INSTRUCTIONS FOR THE TASK
Change every "referee's" in the lines below to "official's", and write out all the lines again with nothing else altered.

SUPPLIED DATA
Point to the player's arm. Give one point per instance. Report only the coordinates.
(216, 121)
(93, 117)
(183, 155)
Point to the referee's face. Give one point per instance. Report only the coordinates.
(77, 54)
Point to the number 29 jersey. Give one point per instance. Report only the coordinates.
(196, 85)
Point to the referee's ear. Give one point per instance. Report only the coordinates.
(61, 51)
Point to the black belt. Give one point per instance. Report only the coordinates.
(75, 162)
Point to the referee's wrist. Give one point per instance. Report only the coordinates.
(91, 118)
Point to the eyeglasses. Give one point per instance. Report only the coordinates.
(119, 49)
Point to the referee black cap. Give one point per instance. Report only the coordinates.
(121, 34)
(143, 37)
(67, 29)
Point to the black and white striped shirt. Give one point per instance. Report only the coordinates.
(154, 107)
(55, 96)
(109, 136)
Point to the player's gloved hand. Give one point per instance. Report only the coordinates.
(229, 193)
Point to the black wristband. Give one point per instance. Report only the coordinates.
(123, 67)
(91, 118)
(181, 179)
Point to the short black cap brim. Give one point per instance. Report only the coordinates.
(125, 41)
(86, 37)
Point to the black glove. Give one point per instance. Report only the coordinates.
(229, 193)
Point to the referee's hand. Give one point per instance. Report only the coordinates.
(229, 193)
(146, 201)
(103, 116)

THE REPLY
Point to the player's arm. Give one point per instance. Report only the coordinates.
(216, 121)
(93, 117)
(183, 155)
Point to the official's face. Give one point per instance. Report only the coordinates.
(77, 54)
Point to the number 29 jersey. Give one point per instance. Report only the coordinates.
(196, 85)
Point to the official's ear. Give one point per instance. Report only the coordinates.
(61, 51)
Point to the black belt. Give one point per instance. Report only the coordinates.
(75, 162)
Point to the official's wrist. Give one point per instance. Report only the coordinates.
(91, 118)
Point to the eyeglasses. Give one point per instance. Report only the coordinates.
(119, 49)
Point to the referee black cap. Give one point per instance. Report only the coordinates.
(121, 34)
(143, 37)
(67, 29)
Point to the black and white striped shirt. Give one point per instance. Report only the coordinates.
(154, 107)
(55, 96)
(109, 136)
Point to the player's gloved hand. Give one point per instance. Report only the coordinates.
(229, 193)
Point to the black wristband. Give one point per instance. Report only the coordinates.
(123, 67)
(91, 118)
(181, 179)
Point to the short black cap brim. Give one point per instance. Report only the coordinates.
(125, 41)
(86, 37)
Point to the black glove. Give one point per instance. Report only the coordinates.
(229, 193)
Point to the official's hand. Give one point per instance. Report only the coordinates.
(229, 193)
(146, 201)
(103, 116)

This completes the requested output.